═════ Data shown
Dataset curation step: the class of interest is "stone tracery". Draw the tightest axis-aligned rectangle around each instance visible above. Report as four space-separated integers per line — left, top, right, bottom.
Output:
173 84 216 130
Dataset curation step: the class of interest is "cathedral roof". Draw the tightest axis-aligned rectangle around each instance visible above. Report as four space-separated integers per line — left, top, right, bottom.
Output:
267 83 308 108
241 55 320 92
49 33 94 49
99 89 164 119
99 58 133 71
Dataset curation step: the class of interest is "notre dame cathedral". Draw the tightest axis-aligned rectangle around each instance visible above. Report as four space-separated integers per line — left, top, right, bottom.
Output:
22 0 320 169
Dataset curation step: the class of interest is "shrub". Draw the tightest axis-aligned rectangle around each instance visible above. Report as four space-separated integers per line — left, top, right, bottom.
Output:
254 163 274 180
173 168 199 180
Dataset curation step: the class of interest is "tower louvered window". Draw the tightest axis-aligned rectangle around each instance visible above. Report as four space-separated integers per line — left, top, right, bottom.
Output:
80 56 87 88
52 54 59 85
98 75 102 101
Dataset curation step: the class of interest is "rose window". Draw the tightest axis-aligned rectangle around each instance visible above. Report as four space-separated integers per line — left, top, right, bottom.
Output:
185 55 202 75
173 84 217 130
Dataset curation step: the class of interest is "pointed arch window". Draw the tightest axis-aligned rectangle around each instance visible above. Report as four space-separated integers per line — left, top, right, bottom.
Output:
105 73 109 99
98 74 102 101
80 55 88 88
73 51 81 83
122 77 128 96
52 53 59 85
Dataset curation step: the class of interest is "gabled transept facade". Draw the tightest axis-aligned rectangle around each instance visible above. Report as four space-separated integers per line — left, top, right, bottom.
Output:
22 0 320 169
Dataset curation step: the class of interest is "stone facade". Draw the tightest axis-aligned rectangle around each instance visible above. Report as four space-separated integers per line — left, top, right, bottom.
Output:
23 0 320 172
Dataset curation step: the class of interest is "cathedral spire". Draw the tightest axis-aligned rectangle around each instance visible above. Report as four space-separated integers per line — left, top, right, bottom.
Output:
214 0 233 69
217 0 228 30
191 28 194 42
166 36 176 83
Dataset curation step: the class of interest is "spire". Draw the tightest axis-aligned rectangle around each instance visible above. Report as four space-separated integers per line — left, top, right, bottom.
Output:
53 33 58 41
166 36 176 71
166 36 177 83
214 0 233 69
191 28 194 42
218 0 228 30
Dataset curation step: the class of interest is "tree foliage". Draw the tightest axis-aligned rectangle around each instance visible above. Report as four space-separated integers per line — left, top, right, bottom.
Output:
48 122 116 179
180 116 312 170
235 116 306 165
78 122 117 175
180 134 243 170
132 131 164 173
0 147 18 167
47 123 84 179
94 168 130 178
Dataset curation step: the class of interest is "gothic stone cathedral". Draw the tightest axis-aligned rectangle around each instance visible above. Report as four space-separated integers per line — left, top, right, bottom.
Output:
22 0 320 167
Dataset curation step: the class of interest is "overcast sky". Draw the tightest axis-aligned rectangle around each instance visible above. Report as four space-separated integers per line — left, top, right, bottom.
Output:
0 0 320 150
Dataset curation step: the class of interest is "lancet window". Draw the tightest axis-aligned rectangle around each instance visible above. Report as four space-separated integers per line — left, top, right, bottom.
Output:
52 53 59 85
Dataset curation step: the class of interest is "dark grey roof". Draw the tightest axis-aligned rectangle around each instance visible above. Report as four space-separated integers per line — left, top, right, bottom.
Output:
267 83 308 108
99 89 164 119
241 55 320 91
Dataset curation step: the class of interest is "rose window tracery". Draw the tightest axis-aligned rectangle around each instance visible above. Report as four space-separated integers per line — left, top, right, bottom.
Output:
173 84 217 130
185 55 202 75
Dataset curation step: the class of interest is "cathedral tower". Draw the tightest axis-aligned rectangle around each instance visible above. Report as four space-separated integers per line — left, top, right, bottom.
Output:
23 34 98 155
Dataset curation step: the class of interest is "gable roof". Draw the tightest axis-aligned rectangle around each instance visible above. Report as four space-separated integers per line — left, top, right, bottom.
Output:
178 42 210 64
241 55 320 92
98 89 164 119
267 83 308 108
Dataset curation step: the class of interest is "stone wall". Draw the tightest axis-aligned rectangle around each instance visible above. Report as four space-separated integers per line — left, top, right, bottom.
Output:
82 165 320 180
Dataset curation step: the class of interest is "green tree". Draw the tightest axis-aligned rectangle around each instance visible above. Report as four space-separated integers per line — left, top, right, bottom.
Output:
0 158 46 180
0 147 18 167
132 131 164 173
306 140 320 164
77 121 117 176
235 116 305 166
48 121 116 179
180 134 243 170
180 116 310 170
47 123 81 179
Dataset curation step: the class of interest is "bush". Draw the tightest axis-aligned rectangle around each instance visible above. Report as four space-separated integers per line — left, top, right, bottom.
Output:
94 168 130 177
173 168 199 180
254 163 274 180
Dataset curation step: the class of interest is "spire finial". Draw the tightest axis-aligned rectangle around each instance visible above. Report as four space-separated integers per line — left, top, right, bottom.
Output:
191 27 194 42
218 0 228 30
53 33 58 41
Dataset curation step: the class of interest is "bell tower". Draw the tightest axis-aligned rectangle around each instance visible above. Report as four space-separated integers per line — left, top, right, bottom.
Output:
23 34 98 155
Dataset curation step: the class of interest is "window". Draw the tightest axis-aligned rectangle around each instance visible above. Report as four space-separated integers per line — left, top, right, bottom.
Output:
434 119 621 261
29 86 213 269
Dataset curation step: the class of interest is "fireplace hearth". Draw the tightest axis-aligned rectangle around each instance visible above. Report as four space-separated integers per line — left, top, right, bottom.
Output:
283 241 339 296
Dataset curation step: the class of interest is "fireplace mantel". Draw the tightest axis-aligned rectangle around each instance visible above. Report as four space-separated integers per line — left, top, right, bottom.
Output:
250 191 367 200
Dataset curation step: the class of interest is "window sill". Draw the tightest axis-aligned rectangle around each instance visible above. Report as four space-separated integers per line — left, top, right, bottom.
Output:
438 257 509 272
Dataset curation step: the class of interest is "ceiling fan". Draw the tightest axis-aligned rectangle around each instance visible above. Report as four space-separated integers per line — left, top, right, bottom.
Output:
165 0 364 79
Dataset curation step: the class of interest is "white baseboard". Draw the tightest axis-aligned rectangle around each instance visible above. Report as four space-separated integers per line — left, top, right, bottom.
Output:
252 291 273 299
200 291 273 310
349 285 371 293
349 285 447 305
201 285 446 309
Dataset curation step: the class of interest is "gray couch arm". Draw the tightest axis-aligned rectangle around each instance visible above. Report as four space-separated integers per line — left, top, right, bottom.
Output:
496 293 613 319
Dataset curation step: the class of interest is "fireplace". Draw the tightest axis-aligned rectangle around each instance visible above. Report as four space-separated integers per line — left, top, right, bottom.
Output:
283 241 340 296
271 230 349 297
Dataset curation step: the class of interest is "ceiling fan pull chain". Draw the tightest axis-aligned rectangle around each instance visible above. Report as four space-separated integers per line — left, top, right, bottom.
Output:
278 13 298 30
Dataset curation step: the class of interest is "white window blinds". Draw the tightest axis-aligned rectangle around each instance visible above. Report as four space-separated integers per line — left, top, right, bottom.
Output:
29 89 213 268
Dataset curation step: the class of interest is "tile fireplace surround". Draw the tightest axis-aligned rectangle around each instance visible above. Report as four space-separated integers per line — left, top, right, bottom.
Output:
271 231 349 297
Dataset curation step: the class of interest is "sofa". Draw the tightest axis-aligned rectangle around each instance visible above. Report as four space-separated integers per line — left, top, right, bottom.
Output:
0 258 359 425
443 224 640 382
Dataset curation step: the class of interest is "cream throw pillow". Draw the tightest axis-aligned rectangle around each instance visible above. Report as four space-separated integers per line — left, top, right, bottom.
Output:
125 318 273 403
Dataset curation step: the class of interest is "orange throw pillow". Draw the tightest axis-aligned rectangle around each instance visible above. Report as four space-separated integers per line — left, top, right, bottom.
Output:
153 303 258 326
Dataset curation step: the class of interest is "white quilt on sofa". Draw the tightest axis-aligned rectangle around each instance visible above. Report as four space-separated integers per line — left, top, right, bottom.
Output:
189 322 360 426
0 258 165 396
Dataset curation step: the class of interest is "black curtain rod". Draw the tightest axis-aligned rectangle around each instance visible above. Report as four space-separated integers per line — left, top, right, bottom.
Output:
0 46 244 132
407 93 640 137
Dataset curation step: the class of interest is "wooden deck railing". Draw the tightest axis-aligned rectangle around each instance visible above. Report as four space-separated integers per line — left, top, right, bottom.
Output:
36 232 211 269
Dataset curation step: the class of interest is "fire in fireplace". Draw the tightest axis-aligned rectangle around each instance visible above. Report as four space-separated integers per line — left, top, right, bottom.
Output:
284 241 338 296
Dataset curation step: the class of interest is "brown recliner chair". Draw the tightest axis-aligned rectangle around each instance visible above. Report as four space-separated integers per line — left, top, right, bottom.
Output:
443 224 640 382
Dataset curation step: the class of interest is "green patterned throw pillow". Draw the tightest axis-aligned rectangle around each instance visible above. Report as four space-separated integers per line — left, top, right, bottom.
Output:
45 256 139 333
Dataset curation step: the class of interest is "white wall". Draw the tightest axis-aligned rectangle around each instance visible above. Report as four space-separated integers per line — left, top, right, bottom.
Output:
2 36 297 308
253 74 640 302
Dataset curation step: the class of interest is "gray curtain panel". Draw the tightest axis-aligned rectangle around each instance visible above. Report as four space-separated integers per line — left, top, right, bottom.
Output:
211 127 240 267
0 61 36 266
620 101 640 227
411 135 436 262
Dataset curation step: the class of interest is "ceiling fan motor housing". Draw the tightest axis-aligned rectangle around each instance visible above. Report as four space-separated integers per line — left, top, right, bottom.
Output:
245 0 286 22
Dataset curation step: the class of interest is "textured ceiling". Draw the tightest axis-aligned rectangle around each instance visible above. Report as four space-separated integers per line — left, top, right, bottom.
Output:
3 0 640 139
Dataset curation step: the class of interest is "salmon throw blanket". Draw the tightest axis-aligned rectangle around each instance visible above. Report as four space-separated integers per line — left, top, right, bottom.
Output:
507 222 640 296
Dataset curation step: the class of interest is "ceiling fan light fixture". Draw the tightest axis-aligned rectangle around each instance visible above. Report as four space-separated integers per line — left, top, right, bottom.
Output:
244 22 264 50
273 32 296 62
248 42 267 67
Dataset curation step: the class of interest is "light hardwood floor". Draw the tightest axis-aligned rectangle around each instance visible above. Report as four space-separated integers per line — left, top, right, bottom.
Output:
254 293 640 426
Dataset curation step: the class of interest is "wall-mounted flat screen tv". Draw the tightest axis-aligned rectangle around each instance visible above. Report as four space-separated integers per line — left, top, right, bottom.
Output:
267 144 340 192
══════════
═════ Data shown
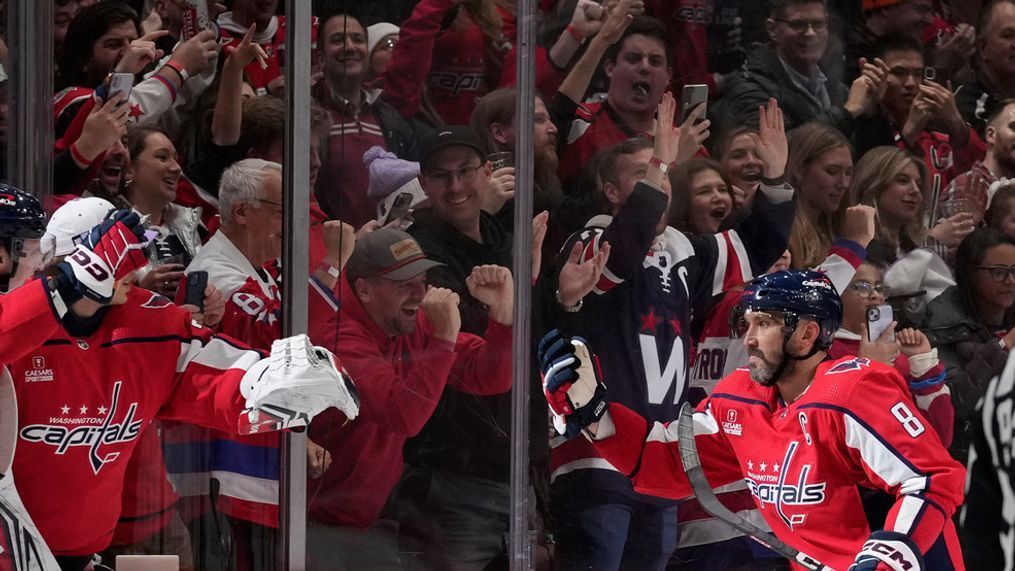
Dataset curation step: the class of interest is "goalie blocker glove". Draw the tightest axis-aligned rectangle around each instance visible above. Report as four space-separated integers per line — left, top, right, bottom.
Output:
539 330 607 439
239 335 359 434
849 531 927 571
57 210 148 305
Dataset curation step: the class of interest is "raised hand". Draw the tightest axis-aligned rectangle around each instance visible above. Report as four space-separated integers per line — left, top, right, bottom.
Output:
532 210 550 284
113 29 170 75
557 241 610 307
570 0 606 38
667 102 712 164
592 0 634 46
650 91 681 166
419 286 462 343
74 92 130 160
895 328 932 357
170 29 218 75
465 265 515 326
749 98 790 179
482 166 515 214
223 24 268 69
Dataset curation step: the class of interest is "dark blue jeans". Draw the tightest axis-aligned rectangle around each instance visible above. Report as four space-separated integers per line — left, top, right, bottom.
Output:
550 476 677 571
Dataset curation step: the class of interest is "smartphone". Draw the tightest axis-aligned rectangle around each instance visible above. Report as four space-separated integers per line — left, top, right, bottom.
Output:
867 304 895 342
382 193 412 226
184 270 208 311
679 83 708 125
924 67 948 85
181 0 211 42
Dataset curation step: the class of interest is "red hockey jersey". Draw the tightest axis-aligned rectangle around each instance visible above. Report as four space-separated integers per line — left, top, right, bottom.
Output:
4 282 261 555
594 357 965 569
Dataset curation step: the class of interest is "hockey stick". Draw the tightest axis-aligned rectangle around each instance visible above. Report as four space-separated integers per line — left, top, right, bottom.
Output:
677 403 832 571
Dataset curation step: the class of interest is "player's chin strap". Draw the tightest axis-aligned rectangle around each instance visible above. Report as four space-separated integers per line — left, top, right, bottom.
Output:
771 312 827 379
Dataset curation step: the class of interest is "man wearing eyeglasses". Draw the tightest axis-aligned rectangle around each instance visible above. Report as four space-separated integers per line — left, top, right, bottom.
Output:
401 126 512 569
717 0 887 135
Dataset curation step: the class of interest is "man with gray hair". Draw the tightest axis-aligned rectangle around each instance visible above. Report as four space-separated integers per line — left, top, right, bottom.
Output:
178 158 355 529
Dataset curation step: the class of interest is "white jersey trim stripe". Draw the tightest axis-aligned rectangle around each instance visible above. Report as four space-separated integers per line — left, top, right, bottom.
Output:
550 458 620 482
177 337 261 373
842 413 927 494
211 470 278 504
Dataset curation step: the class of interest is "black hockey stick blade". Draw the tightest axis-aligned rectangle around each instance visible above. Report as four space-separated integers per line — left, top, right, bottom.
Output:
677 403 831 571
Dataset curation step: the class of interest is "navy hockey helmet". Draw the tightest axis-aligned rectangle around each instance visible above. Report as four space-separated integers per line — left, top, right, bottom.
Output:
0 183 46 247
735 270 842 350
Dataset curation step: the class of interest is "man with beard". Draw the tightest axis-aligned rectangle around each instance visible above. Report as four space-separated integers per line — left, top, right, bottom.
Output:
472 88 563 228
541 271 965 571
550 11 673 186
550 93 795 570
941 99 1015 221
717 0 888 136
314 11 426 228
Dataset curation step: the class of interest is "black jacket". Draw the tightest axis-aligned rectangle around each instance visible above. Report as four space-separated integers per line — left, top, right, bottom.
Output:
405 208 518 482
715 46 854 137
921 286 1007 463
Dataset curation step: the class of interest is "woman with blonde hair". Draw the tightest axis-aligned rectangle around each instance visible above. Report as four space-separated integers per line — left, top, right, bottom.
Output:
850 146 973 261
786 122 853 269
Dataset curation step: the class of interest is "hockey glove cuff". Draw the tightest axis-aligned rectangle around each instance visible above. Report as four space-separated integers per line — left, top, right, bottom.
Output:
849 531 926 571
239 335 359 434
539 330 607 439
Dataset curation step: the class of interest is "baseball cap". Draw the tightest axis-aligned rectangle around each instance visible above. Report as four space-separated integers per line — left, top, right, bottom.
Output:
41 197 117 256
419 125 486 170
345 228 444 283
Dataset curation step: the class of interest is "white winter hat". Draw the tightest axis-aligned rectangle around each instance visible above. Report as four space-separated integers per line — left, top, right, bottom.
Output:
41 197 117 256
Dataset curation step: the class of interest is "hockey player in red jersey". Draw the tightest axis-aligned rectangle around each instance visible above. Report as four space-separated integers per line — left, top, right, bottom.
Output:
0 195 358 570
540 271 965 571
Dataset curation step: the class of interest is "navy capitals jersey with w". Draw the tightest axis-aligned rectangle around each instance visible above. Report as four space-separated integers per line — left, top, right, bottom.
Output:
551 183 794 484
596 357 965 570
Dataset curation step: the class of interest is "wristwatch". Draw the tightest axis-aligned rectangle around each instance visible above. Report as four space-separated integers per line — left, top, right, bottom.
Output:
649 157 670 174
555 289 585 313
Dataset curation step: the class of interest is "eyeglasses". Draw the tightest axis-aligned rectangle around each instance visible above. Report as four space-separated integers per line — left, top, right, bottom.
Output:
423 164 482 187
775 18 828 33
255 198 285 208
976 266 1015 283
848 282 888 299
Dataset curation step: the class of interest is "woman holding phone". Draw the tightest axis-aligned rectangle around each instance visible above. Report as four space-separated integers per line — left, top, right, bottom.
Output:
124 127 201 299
══════════
** Written request **
Report every line of the records that contains the string "quilt", treating uppercase and lowercase as different.

** Solution to this exercise **
Dataset curation step: the class of interest is "white quilt on sofa". Draw the tightest axis-aligned rectangle around each instance visible above. Report as four space-separated integers per line — left, top, right, bottom.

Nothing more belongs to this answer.